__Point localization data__
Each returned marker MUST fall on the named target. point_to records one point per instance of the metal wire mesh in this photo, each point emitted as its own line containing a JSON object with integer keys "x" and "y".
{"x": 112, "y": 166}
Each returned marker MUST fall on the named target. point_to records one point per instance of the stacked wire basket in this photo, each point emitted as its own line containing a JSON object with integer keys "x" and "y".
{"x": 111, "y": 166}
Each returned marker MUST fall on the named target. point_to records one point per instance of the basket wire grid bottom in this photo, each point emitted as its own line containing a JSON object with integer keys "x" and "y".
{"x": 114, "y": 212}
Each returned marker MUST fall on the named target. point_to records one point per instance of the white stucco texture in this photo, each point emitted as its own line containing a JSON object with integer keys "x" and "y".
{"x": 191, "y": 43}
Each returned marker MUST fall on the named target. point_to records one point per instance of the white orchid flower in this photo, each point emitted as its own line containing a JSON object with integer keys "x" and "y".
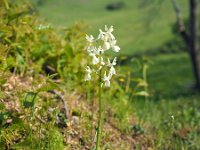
{"x": 114, "y": 47}
{"x": 102, "y": 62}
{"x": 106, "y": 45}
{"x": 88, "y": 73}
{"x": 109, "y": 32}
{"x": 90, "y": 38}
{"x": 95, "y": 60}
{"x": 96, "y": 48}
{"x": 111, "y": 65}
{"x": 106, "y": 80}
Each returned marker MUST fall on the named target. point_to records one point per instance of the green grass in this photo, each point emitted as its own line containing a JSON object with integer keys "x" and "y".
{"x": 170, "y": 75}
{"x": 148, "y": 122}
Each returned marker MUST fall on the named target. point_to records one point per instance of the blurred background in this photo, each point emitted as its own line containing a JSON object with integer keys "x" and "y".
{"x": 153, "y": 101}
{"x": 144, "y": 28}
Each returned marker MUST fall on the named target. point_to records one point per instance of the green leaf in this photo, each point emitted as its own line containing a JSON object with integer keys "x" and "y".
{"x": 29, "y": 99}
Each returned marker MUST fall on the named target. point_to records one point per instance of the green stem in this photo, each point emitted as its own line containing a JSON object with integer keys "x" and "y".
{"x": 145, "y": 80}
{"x": 31, "y": 117}
{"x": 100, "y": 115}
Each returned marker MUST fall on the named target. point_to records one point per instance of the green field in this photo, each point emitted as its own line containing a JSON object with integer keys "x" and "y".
{"x": 143, "y": 30}
{"x": 169, "y": 118}
{"x": 137, "y": 29}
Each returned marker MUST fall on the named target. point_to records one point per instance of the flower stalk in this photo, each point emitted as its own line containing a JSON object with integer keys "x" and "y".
{"x": 96, "y": 49}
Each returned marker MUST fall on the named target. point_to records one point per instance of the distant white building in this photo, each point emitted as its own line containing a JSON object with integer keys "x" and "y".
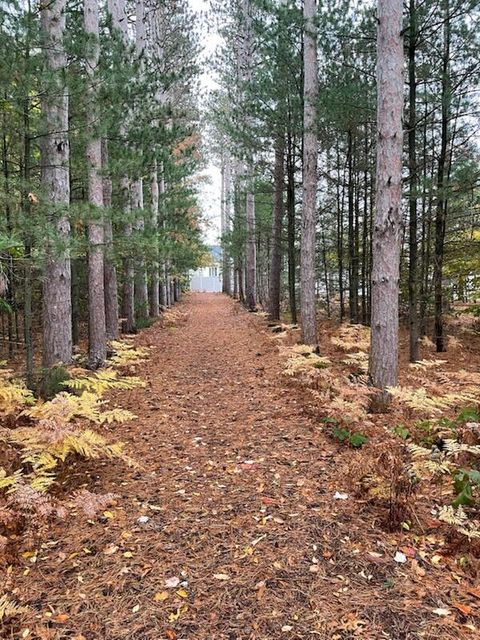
{"x": 208, "y": 278}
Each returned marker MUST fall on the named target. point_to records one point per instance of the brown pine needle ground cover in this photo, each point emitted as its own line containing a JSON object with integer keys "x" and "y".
{"x": 230, "y": 529}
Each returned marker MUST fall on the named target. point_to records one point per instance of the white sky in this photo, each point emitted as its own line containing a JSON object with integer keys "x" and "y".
{"x": 210, "y": 184}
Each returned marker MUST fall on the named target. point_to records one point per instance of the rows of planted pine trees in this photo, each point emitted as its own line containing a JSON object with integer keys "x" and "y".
{"x": 98, "y": 217}
{"x": 350, "y": 164}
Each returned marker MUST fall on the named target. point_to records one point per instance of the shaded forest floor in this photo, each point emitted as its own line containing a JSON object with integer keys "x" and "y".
{"x": 230, "y": 529}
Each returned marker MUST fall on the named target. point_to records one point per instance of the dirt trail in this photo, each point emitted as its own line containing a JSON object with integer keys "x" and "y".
{"x": 237, "y": 483}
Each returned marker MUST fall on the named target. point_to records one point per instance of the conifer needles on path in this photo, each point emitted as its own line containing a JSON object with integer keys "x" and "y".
{"x": 234, "y": 526}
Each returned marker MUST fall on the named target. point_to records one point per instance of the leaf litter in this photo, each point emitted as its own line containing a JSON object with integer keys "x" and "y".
{"x": 242, "y": 539}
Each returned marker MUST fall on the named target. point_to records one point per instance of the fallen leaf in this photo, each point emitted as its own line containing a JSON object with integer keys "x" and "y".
{"x": 172, "y": 583}
{"x": 110, "y": 549}
{"x": 474, "y": 591}
{"x": 463, "y": 608}
{"x": 61, "y": 618}
{"x": 161, "y": 596}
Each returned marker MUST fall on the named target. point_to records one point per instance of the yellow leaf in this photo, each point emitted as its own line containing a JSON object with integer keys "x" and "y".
{"x": 175, "y": 616}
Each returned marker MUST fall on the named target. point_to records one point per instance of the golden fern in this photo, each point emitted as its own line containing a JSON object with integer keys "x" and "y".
{"x": 419, "y": 400}
{"x": 8, "y": 481}
{"x": 13, "y": 395}
{"x": 65, "y": 407}
{"x": 116, "y": 415}
{"x": 102, "y": 381}
{"x": 426, "y": 364}
{"x": 125, "y": 354}
{"x": 351, "y": 337}
{"x": 358, "y": 359}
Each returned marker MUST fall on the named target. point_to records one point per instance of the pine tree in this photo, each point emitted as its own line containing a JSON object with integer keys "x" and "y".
{"x": 57, "y": 305}
{"x": 387, "y": 233}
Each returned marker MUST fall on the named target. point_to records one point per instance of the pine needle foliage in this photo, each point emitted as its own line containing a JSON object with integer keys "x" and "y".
{"x": 303, "y": 361}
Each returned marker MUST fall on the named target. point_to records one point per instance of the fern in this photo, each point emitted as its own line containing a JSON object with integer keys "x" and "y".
{"x": 102, "y": 381}
{"x": 13, "y": 395}
{"x": 351, "y": 337}
{"x": 116, "y": 415}
{"x": 126, "y": 354}
{"x": 426, "y": 364}
{"x": 419, "y": 400}
{"x": 358, "y": 359}
{"x": 452, "y": 515}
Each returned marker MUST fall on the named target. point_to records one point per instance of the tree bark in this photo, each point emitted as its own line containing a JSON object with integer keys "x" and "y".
{"x": 309, "y": 212}
{"x": 251, "y": 249}
{"x": 413, "y": 185}
{"x": 277, "y": 226}
{"x": 441, "y": 198}
{"x": 155, "y": 276}
{"x": 57, "y": 302}
{"x": 110, "y": 271}
{"x": 97, "y": 346}
{"x": 387, "y": 233}
{"x": 291, "y": 229}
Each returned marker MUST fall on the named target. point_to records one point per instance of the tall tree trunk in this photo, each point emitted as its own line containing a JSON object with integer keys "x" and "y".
{"x": 291, "y": 229}
{"x": 387, "y": 234}
{"x": 413, "y": 185}
{"x": 118, "y": 12}
{"x": 110, "y": 271}
{"x": 251, "y": 250}
{"x": 97, "y": 346}
{"x": 309, "y": 212}
{"x": 340, "y": 237}
{"x": 364, "y": 274}
{"x": 141, "y": 286}
{"x": 26, "y": 208}
{"x": 128, "y": 302}
{"x": 163, "y": 265}
{"x": 57, "y": 301}
{"x": 226, "y": 265}
{"x": 155, "y": 276}
{"x": 277, "y": 226}
{"x": 352, "y": 275}
{"x": 441, "y": 205}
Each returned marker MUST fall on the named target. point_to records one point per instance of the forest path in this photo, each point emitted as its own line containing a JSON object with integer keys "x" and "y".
{"x": 237, "y": 484}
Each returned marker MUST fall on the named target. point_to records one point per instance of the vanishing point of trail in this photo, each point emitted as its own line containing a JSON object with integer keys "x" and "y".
{"x": 228, "y": 530}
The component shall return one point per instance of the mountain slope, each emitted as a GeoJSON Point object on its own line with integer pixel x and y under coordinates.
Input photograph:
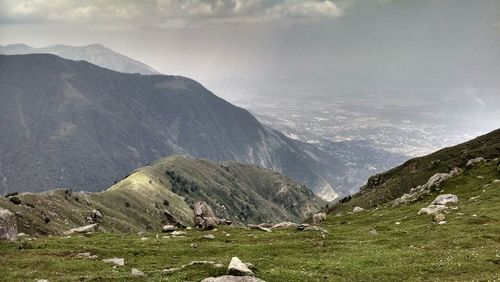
{"type": "Point", "coordinates": [73, 124]}
{"type": "Point", "coordinates": [95, 53]}
{"type": "Point", "coordinates": [387, 186]}
{"type": "Point", "coordinates": [240, 193]}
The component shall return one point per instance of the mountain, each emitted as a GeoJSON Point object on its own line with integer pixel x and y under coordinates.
{"type": "Point", "coordinates": [74, 124]}
{"type": "Point", "coordinates": [241, 193]}
{"type": "Point", "coordinates": [95, 53]}
{"type": "Point", "coordinates": [387, 186]}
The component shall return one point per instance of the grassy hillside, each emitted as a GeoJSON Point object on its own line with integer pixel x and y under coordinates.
{"type": "Point", "coordinates": [389, 185]}
{"type": "Point", "coordinates": [380, 244]}
{"type": "Point", "coordinates": [241, 193]}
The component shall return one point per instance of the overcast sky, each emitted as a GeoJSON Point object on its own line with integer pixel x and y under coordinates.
{"type": "Point", "coordinates": [283, 46]}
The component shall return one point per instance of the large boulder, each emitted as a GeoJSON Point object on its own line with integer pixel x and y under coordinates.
{"type": "Point", "coordinates": [8, 225]}
{"type": "Point", "coordinates": [319, 218]}
{"type": "Point", "coordinates": [445, 199]}
{"type": "Point", "coordinates": [238, 268]}
{"type": "Point", "coordinates": [204, 217]}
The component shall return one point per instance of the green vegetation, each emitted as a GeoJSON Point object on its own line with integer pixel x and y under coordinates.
{"type": "Point", "coordinates": [240, 193]}
{"type": "Point", "coordinates": [381, 244]}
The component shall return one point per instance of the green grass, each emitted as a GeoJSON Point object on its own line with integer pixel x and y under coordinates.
{"type": "Point", "coordinates": [466, 248]}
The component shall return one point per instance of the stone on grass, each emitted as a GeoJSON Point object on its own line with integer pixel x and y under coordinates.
{"type": "Point", "coordinates": [357, 209]}
{"type": "Point", "coordinates": [8, 225]}
{"type": "Point", "coordinates": [238, 268]}
{"type": "Point", "coordinates": [439, 217]}
{"type": "Point", "coordinates": [168, 228]}
{"type": "Point", "coordinates": [319, 218]}
{"type": "Point", "coordinates": [231, 278]}
{"type": "Point", "coordinates": [83, 229]}
{"type": "Point", "coordinates": [432, 209]}
{"type": "Point", "coordinates": [137, 273]}
{"type": "Point", "coordinates": [208, 236]}
{"type": "Point", "coordinates": [115, 261]}
{"type": "Point", "coordinates": [445, 199]}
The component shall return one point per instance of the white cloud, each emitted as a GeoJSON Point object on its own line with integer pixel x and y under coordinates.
{"type": "Point", "coordinates": [166, 13]}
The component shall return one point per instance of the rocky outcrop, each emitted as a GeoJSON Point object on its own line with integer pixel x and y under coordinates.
{"type": "Point", "coordinates": [8, 225]}
{"type": "Point", "coordinates": [204, 216]}
{"type": "Point", "coordinates": [439, 204]}
{"type": "Point", "coordinates": [474, 161]}
{"type": "Point", "coordinates": [84, 229]}
{"type": "Point", "coordinates": [319, 218]}
{"type": "Point", "coordinates": [420, 191]}
{"type": "Point", "coordinates": [238, 268]}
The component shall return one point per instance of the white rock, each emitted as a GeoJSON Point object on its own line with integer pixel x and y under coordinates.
{"type": "Point", "coordinates": [357, 209]}
{"type": "Point", "coordinates": [137, 273]}
{"type": "Point", "coordinates": [432, 209]}
{"type": "Point", "coordinates": [8, 225]}
{"type": "Point", "coordinates": [445, 199]}
{"type": "Point", "coordinates": [238, 268]}
{"type": "Point", "coordinates": [115, 261]}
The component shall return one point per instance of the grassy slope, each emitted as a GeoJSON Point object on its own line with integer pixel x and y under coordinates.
{"type": "Point", "coordinates": [466, 248]}
{"type": "Point", "coordinates": [393, 183]}
{"type": "Point", "coordinates": [249, 193]}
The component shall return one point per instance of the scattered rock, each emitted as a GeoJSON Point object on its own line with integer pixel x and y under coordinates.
{"type": "Point", "coordinates": [319, 218]}
{"type": "Point", "coordinates": [86, 255]}
{"type": "Point", "coordinates": [204, 216]}
{"type": "Point", "coordinates": [432, 209]}
{"type": "Point", "coordinates": [285, 225]}
{"type": "Point", "coordinates": [357, 209]}
{"type": "Point", "coordinates": [314, 228]}
{"type": "Point", "coordinates": [208, 236]}
{"type": "Point", "coordinates": [137, 273]}
{"type": "Point", "coordinates": [8, 225]}
{"type": "Point", "coordinates": [115, 261]}
{"type": "Point", "coordinates": [84, 229]}
{"type": "Point", "coordinates": [168, 228]}
{"type": "Point", "coordinates": [472, 162]}
{"type": "Point", "coordinates": [259, 227]}
{"type": "Point", "coordinates": [238, 268]}
{"type": "Point", "coordinates": [231, 278]}
{"type": "Point", "coordinates": [445, 199]}
{"type": "Point", "coordinates": [439, 217]}
{"type": "Point", "coordinates": [419, 192]}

__TASK INSTRUCTIONS__
Where the line containing "grassy slope, each" appears, start copying, and go on exactly through the last line of the data.

__FINISHED TASK__
The component shall return one point per instance of the grassy slope, each emitted as a GeoJSON Point object on its own line with integer pixel x and y under coordinates.
{"type": "Point", "coordinates": [466, 248]}
{"type": "Point", "coordinates": [393, 183]}
{"type": "Point", "coordinates": [249, 193]}
The component shall return one point per instance of the scattered rock, each emitted as a GeoJSON Point object on its own line with integer pixel x and y under coordinates.
{"type": "Point", "coordinates": [319, 218]}
{"type": "Point", "coordinates": [86, 255]}
{"type": "Point", "coordinates": [204, 216]}
{"type": "Point", "coordinates": [432, 209]}
{"type": "Point", "coordinates": [285, 225]}
{"type": "Point", "coordinates": [357, 209]}
{"type": "Point", "coordinates": [314, 228]}
{"type": "Point", "coordinates": [208, 236]}
{"type": "Point", "coordinates": [137, 273]}
{"type": "Point", "coordinates": [8, 225]}
{"type": "Point", "coordinates": [115, 261]}
{"type": "Point", "coordinates": [84, 229]}
{"type": "Point", "coordinates": [168, 228]}
{"type": "Point", "coordinates": [472, 162]}
{"type": "Point", "coordinates": [259, 227]}
{"type": "Point", "coordinates": [238, 268]}
{"type": "Point", "coordinates": [231, 278]}
{"type": "Point", "coordinates": [445, 199]}
{"type": "Point", "coordinates": [439, 217]}
{"type": "Point", "coordinates": [419, 192]}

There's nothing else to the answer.